▶ _Task details_
Render the material from the line containing "Exercise. Mark every instance of the window in" up to and including the line containing "pixel 131 230" as a Markdown table with the columns Row and Line, giving each line a row number. Skip blank lines and leave the pictures out.
*** Data listing
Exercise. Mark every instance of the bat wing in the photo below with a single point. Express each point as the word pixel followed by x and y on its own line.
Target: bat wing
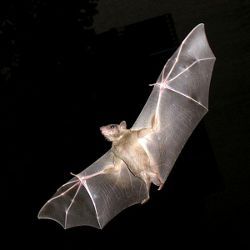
pixel 95 201
pixel 179 99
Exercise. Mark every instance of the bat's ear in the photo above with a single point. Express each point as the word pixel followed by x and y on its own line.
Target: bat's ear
pixel 123 125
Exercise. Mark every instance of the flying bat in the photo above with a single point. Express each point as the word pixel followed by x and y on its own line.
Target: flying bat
pixel 145 153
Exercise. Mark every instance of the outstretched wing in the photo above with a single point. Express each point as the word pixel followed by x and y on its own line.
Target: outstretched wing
pixel 95 201
pixel 179 99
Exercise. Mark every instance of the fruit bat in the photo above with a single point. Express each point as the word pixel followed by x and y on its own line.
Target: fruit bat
pixel 145 153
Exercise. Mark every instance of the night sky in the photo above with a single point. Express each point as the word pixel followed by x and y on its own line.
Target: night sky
pixel 67 69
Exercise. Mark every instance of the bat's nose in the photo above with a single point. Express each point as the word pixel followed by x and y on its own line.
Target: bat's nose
pixel 102 129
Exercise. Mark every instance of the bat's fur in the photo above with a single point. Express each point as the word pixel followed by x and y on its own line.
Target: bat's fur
pixel 126 148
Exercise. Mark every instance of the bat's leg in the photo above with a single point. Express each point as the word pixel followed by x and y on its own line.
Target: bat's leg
pixel 148 184
pixel 106 170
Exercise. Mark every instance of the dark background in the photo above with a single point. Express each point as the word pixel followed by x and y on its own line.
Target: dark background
pixel 68 68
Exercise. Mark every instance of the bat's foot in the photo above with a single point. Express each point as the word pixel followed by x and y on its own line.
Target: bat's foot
pixel 145 200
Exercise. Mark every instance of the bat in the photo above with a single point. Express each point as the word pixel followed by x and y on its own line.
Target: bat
pixel 145 153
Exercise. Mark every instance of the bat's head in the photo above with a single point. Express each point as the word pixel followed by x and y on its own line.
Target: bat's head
pixel 113 132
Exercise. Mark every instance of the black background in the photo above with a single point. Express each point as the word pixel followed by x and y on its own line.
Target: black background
pixel 60 81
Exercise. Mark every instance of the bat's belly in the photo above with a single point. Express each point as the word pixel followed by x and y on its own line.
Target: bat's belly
pixel 135 158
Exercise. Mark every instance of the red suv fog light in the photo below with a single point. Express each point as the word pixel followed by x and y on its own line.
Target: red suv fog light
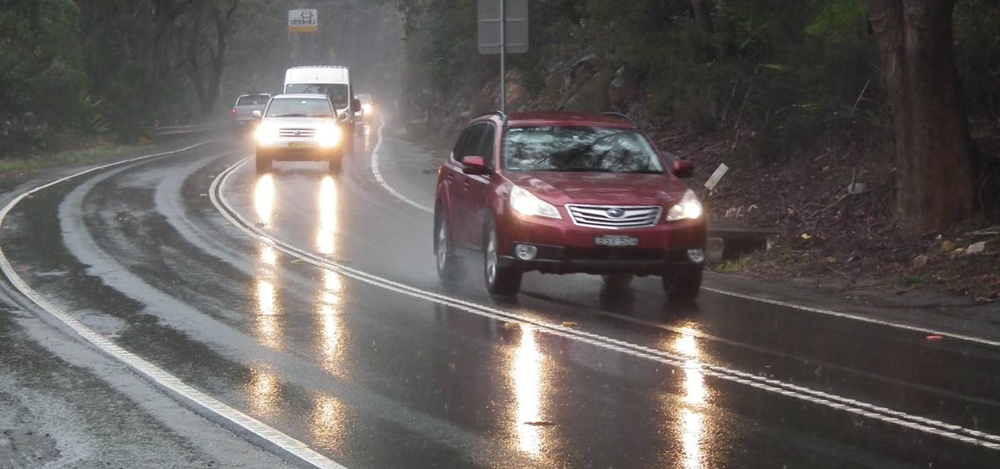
pixel 696 255
pixel 526 252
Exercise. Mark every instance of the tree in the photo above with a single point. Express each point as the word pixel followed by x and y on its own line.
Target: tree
pixel 933 154
pixel 702 10
pixel 205 56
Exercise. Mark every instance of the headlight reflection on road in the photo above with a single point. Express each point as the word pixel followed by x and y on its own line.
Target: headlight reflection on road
pixel 263 198
pixel 526 376
pixel 331 323
pixel 268 313
pixel 691 420
pixel 330 299
pixel 262 392
pixel 368 139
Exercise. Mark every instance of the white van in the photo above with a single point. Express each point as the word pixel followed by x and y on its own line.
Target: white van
pixel 333 81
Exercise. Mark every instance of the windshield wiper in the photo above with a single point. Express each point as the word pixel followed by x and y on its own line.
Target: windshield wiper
pixel 575 170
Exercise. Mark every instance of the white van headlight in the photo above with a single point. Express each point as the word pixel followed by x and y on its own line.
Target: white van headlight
pixel 328 135
pixel 529 204
pixel 689 208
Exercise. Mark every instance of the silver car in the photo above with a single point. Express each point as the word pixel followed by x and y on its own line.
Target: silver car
pixel 298 127
pixel 242 111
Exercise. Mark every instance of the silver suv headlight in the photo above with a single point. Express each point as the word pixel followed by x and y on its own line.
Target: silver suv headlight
pixel 266 133
pixel 328 135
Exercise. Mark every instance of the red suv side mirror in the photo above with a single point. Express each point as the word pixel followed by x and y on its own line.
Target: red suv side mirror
pixel 474 165
pixel 683 169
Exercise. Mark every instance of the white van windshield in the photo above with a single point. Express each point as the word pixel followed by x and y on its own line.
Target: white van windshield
pixel 339 93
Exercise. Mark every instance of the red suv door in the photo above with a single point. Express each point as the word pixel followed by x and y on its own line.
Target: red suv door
pixel 477 187
pixel 457 185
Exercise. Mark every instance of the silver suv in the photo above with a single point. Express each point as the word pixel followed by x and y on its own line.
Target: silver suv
pixel 298 127
pixel 242 111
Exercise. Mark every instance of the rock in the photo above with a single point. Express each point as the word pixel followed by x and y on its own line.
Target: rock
pixel 977 248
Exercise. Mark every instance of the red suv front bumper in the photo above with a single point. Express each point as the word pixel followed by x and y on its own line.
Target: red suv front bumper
pixel 563 247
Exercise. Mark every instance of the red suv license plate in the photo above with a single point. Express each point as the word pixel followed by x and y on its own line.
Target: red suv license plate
pixel 616 240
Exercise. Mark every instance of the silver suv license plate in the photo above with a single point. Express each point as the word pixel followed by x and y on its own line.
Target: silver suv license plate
pixel 616 240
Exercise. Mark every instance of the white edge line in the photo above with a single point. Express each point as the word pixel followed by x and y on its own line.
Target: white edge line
pixel 242 425
pixel 856 317
pixel 993 343
pixel 381 180
pixel 853 406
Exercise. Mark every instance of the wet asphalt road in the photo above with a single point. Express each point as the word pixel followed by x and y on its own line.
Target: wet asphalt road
pixel 359 351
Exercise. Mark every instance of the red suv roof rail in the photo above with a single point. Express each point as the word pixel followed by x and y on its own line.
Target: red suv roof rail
pixel 497 113
pixel 619 115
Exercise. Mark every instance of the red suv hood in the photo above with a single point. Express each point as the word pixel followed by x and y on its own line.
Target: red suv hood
pixel 561 188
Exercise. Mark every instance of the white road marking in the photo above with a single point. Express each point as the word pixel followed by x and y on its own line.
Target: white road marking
pixel 856 317
pixel 853 406
pixel 381 180
pixel 241 424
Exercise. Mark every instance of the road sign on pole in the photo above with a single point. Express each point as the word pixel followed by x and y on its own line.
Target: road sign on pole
pixel 503 29
pixel 513 15
pixel 303 21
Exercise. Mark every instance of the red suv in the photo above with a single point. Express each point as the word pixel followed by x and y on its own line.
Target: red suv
pixel 567 193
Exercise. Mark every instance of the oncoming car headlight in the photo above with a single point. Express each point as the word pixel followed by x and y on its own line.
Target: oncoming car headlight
pixel 328 135
pixel 266 133
pixel 529 204
pixel 689 208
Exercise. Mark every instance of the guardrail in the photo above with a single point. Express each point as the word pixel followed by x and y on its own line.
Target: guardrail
pixel 189 129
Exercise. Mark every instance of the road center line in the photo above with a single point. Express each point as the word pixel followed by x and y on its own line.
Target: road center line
pixel 381 180
pixel 883 414
pixel 243 425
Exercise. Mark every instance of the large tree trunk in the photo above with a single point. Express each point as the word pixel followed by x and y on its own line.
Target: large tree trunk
pixel 933 151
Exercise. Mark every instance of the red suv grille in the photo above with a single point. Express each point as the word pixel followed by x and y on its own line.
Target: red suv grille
pixel 614 217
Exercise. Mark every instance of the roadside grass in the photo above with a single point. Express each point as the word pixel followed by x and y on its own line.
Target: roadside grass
pixel 67 158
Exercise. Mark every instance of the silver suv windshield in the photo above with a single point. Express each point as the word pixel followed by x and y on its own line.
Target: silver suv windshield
pixel 590 149
pixel 338 93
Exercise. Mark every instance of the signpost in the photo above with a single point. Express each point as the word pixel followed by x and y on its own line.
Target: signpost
pixel 503 29
pixel 303 21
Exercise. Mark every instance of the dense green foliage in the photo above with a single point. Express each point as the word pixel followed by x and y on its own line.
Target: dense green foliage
pixel 783 72
pixel 113 66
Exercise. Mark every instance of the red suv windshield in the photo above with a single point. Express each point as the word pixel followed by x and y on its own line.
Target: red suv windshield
pixel 591 149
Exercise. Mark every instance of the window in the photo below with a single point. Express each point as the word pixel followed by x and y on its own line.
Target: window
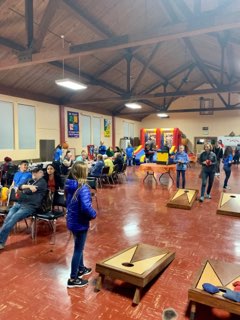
pixel 26 127
pixel 6 125
pixel 86 131
pixel 96 122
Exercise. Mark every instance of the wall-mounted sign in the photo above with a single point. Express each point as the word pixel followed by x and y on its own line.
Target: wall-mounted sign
pixel 73 124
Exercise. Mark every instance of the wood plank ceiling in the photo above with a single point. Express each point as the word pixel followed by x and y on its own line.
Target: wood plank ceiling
pixel 150 51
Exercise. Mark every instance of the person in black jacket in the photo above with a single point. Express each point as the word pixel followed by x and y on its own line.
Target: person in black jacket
pixel 31 199
pixel 208 160
pixel 217 149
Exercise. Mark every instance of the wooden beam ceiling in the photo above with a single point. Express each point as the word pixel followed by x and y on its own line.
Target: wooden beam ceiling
pixel 47 17
pixel 158 95
pixel 178 31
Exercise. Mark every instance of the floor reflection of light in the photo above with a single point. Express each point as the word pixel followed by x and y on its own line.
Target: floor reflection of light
pixel 237 247
pixel 131 230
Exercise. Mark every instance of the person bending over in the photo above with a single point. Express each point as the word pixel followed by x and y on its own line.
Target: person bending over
pixel 31 199
pixel 79 213
pixel 208 160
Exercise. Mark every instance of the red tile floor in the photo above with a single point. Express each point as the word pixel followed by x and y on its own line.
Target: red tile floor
pixel 33 275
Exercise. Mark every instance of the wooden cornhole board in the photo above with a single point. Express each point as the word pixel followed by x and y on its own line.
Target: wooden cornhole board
pixel 229 204
pixel 136 265
pixel 183 199
pixel 220 274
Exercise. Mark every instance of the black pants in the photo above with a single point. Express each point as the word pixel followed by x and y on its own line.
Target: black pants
pixel 207 175
pixel 179 173
pixel 227 173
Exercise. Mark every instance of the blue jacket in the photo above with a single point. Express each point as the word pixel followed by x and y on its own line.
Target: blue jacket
pixel 79 206
pixel 21 178
pixel 183 157
pixel 97 168
pixel 226 161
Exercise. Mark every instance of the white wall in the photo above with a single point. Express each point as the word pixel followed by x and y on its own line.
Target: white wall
pixel 47 127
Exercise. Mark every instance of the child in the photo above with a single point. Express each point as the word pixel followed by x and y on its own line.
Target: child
pixel 79 213
pixel 181 159
pixel 227 163
pixel 129 153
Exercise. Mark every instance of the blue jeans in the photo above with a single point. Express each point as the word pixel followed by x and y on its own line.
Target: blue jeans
pixel 17 213
pixel 227 173
pixel 207 175
pixel 181 172
pixel 77 259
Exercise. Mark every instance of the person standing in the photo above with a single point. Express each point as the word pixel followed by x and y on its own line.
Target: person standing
pixel 129 154
pixel 217 149
pixel 181 159
pixel 57 158
pixel 79 214
pixel 227 164
pixel 102 148
pixel 208 160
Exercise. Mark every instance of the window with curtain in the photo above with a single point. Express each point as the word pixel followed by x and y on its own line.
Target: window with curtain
pixel 6 125
pixel 86 130
pixel 96 123
pixel 26 127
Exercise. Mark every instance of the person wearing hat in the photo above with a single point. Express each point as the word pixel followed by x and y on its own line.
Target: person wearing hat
pixel 33 193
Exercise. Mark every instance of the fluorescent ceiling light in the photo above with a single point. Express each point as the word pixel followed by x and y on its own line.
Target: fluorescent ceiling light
pixel 163 115
pixel 71 84
pixel 133 105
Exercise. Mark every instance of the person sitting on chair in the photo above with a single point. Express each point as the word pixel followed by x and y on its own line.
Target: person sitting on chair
pixel 97 168
pixel 22 176
pixel 31 199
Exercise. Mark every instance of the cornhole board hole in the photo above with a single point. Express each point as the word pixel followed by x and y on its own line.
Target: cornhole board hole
pixel 183 199
pixel 136 265
pixel 220 274
pixel 229 204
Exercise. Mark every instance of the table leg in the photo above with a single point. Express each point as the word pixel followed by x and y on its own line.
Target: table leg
pixel 137 295
pixel 99 282
pixel 193 311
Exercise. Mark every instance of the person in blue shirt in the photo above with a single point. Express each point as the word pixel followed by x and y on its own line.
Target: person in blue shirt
pixel 181 159
pixel 227 163
pixel 96 170
pixel 22 176
pixel 129 154
pixel 102 148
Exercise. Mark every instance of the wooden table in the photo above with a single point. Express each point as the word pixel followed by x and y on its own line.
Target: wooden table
pixel 152 168
pixel 220 274
pixel 183 199
pixel 137 265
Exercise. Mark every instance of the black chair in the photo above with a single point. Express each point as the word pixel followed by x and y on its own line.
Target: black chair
pixel 50 216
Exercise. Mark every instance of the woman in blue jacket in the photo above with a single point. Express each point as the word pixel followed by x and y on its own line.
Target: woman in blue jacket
pixel 79 213
pixel 227 163
pixel 181 159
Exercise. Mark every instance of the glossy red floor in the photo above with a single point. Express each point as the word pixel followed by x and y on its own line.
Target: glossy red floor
pixel 33 276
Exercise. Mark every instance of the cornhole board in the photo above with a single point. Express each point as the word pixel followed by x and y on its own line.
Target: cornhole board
pixel 183 199
pixel 220 274
pixel 229 204
pixel 136 265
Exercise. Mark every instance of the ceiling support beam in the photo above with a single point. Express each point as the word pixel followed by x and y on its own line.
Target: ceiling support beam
pixel 201 66
pixel 182 93
pixel 29 22
pixel 177 31
pixel 45 23
pixel 145 68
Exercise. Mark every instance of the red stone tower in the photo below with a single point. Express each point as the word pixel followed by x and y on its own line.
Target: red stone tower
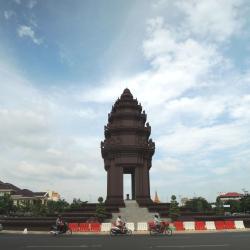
pixel 127 149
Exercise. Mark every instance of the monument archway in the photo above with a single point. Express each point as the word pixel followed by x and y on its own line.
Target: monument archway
pixel 127 149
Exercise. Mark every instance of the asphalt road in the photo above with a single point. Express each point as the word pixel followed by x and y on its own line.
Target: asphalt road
pixel 208 241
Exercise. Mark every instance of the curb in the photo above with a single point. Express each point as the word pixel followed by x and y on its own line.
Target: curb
pixel 134 233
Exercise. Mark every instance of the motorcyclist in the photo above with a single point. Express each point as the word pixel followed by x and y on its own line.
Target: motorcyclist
pixel 120 223
pixel 60 225
pixel 157 222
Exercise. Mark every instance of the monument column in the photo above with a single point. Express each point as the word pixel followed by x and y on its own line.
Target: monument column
pixel 127 149
pixel 115 184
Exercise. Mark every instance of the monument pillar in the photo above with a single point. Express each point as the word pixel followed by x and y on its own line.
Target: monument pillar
pixel 127 149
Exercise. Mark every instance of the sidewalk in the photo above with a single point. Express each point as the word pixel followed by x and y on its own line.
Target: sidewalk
pixel 134 232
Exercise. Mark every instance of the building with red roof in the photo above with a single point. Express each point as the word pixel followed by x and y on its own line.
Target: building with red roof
pixel 230 196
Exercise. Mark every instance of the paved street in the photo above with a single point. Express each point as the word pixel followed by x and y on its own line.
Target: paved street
pixel 213 241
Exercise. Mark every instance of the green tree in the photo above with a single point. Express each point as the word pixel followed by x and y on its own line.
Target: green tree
pixel 100 210
pixel 174 210
pixel 198 204
pixel 6 204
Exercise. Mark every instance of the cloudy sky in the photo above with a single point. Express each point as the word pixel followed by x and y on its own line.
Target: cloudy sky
pixel 64 63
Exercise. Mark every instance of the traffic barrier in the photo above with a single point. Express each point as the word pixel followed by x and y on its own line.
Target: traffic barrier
pixel 74 227
pixel 84 227
pixel 210 225
pixel 179 225
pixel 239 224
pixel 200 225
pixel 229 224
pixel 105 227
pixel 130 225
pixel 95 227
pixel 219 224
pixel 142 226
pixel 189 225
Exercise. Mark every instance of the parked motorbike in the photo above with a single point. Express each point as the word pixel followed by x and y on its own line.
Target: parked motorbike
pixel 163 228
pixel 120 231
pixel 64 230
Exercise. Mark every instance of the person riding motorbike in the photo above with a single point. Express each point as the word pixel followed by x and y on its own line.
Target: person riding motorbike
pixel 157 222
pixel 120 223
pixel 60 225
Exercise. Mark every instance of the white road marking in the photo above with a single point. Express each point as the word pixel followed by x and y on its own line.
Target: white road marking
pixel 189 246
pixel 63 246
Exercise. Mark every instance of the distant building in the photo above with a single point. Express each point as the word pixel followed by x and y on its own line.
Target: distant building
pixel 230 196
pixel 21 196
pixel 54 196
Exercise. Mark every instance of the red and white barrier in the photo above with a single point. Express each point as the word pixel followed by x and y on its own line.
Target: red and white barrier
pixel 177 225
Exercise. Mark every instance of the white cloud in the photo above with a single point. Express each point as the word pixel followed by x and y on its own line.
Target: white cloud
pixel 31 4
pixel 216 20
pixel 26 31
pixel 196 104
pixel 8 14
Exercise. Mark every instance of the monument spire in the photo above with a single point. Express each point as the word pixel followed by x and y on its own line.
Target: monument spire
pixel 127 149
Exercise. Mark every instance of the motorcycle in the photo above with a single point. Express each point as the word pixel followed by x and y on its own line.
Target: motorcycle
pixel 64 230
pixel 163 228
pixel 120 230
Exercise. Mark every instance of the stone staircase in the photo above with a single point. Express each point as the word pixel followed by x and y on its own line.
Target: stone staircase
pixel 133 213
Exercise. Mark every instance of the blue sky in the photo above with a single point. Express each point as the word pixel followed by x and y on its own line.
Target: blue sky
pixel 64 63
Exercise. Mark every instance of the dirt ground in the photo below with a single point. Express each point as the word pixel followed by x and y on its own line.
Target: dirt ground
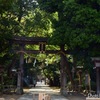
pixel 12 96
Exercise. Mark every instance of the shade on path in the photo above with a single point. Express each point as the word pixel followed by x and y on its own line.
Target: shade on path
pixel 54 93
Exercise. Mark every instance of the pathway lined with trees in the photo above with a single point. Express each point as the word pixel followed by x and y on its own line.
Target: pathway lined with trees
pixel 69 25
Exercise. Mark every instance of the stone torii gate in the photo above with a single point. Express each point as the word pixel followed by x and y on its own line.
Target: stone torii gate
pixel 41 41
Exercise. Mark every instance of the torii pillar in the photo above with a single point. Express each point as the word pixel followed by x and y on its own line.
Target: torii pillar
******
▶ _Expected answer_
| Row | Line |
|---|---|
| 1 | Exercise. Mark every instance of the window in the photo below with a single point. Express each point as the word pixel followed by x and y on its own line. |
| 2 | Target: window |
| 3 | pixel 26 127 |
| 4 | pixel 6 125 |
| 5 | pixel 86 131 |
| 6 | pixel 96 122 |
| 7 | Exercise. Mark every instance of the wall-mounted sign in the photo above with a single point. Express each point as the word pixel followed by x and y on its own line. |
| 8 | Target: wall-mounted sign |
| 9 | pixel 73 124 |
| 10 | Exercise. Mark every instance of the wood plank ceiling in the photo above with a single point. Express each point as the word pixel followed by x and y on its own line. |
| 11 | Target: wood plank ceiling |
| 12 | pixel 150 51 |
| 13 | Exercise. Mark every instance of the person in black jacket in the photo above with a single point. Express each point as the word pixel followed by x and y on its own line. |
| 14 | Target: person in black jacket |
| 15 | pixel 31 199 |
| 16 | pixel 208 160 |
| 17 | pixel 217 149 |
| 18 | Exercise. Mark every instance of the wooden beam ceiling in the photo above with a single point. Express each point as the word pixel followed by x and y on its own line. |
| 19 | Target: wooden beam ceiling |
| 20 | pixel 47 17 |
| 21 | pixel 158 95 |
| 22 | pixel 178 31 |
| 23 | Exercise. Mark every instance of the floor reflection of light in the photo above with a single point. Express each point as the word pixel followed by x and y on its own line. |
| 24 | Target: floor reflection of light |
| 25 | pixel 237 247 |
| 26 | pixel 131 230 |